- _DOCUMENT TEXT_
• • •

PHOTO CREDIT: Norman Jean Roy

After college, Gerwig lived all over Brooklyn — East Williamsburg, Prospect Heights, deep Park Slope, or “Park Slide,” as she says fondly. She had odd jobs, including at the Box, the Lower East Side cabaret, and began working with Swanberg, whom she had met through a college boyfriend and who was making interesting movies that were unlike anything that had been done before, for almost no money.

Mumblecore was a big deal, for a small movement, in part for what it seemed to reveal about a certain slice of young, college-educated, mostly white people trying to figure out how they related to the world. It was hailed in the Times as something that “bespeaks a true 21st-century sensibility, reflective of MySpace-like social networks and the voyeurism and intimacy of YouTube. It also signals a paradigm shift in how movies are made and how they find an audience.”

Gerwig now physically cringes at the mere mention of the word mumblecore. “I just hate it,” she said. “It feels like a slight every time I hear it. Because of the improvisational quality of those movies, and the fact that everyone was nonprofessional, I have had a bit of an uphill battle just to say ‘I know how to act.’ I didn’t stumble into this. I wasn’t just a kid.” But she credits her roles in those films — Nights and Weekends, Hannah Takes the Stairs, Baghead — with helping teach her to write. “We called them ‘devised films,’ because we’d know the characters and what was supposed to happen in the scenes but not the words. It was a way of writing while I was acting.”

PHOTO CREDIT: Norman Jean Roy

It was also that set of films — which made a bigger splash in the indie-movie scene than in the culture at large — that put her on Baumbach’s radar. (He actually recommended her to his agent before the two had ever met.) When Baumbach cast her in 2010’s Greenberg, released when she was 26, it was her big break. Shortly after he divorced his wife, the actress Jennifer Jason Leigh (Gerwig had trained for the role, in part, by working as an assistant to Leigh’s mother), the two began their romance. Baumbach and Gerwig turned an email correspondence into a project: The duo co-wrote Frances Ha and Mistress America, both starring Gerwig and both markedly sweeter than anything Baumbach had worked on in the past. “I liked what she was writing so much that it made me work harder with my own to impress her,” Baumbach said.

This collaboration led to a spate of headlines referring to Gerwig not as a partner on the works but as their muse. “The actress Greta Gerwig has had the same liberating effect on Noah Baumbach as Diane Keaton had on Woody Allen: she has opened him up, lending his films a giddy sense of release,” went one typical summation in the Economist.

• • •

- _RAW RECORDS_
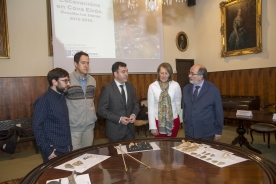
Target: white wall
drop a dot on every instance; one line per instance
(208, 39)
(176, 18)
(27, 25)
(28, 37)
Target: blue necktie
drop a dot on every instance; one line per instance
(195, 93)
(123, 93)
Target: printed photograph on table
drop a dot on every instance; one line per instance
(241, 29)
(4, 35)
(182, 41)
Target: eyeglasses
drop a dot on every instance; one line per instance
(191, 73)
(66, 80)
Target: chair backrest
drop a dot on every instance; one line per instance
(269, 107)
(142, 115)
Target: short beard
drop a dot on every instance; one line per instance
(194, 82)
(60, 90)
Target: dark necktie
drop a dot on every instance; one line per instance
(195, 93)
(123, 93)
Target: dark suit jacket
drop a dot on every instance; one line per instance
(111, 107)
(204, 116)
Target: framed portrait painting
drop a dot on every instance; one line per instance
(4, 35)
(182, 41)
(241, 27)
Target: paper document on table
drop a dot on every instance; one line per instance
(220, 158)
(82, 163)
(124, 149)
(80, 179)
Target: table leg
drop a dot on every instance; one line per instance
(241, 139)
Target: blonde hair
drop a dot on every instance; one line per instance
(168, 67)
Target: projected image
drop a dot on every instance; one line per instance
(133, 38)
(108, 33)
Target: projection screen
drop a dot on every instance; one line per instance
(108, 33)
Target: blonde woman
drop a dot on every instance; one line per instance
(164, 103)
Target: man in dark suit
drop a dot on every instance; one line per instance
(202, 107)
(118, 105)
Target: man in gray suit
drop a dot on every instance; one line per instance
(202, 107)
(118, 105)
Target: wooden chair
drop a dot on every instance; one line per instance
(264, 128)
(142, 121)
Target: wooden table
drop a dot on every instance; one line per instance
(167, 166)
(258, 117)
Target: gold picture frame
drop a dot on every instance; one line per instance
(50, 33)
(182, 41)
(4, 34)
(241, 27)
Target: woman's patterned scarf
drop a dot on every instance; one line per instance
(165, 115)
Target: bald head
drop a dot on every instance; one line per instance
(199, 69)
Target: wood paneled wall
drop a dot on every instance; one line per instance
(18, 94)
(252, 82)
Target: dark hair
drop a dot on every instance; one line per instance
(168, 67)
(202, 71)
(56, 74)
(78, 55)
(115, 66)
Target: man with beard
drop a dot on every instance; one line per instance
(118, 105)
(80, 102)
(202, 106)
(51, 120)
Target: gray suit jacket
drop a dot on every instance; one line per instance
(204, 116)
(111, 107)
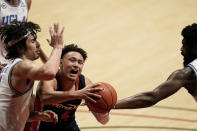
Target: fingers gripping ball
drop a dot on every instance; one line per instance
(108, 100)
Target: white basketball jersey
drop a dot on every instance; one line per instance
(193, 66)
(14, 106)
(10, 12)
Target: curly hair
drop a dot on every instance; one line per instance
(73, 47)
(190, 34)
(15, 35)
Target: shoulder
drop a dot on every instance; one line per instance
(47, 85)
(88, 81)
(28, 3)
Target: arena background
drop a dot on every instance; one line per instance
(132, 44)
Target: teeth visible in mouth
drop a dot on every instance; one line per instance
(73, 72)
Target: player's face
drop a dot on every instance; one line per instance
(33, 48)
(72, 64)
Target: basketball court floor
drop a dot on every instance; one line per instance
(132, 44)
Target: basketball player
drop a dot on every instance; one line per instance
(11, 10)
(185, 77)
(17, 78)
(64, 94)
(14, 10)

• • •

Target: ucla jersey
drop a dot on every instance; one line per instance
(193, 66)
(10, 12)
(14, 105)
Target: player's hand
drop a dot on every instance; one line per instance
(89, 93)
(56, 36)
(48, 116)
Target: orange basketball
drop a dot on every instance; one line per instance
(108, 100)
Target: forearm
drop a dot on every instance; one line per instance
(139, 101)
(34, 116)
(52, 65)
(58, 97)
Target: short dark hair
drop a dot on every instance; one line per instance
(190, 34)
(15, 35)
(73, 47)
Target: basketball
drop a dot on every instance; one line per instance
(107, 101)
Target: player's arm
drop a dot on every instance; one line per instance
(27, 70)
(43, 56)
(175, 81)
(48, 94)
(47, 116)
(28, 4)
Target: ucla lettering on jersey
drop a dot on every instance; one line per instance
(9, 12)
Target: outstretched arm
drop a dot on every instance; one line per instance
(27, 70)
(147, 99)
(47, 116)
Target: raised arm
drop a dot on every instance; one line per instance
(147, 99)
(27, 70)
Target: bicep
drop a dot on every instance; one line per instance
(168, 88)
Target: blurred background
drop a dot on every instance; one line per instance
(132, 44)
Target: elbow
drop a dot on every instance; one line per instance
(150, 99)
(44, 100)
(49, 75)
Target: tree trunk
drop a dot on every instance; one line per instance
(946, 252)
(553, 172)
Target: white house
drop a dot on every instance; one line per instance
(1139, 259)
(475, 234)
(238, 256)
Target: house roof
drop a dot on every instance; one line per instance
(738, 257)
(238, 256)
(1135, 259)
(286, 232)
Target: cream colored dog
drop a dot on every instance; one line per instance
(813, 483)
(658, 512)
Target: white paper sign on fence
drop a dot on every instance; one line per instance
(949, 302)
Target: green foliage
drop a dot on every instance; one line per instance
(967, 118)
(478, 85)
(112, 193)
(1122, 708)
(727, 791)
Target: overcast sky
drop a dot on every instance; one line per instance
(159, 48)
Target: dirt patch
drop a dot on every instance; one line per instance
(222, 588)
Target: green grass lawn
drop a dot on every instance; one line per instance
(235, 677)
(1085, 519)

• • •

- _TASK DESCRIPTION_
Continue the passage about Greta Gerwig's career from the point where it stops.

- _RESULT FOR THIS TASK_
“I did not love being called a muse,” said Gerwig bluntly. “I didn’t want to be strident about it or say, ‘Hey, give me my due,’ but I did feel like I wasn’t a bystander. It was half-mine, and so that part was difficult. Also I knew secretly that I was engaged with this longer project, and wanted to be a writer and director in my own right, so I felt like the muse business, or whatever it was, was a position that I didn’t identify with in my heart. But I think one thing I learned early because of the group of movies that are called mumblecore” — she slowed down, a little archly, over the word, to acknowledge again her discomfort with it — “is not to attach too much to the moment you’re living through from a press perspective. I also had this sense of, Well, they’ll just eat their hat one day”.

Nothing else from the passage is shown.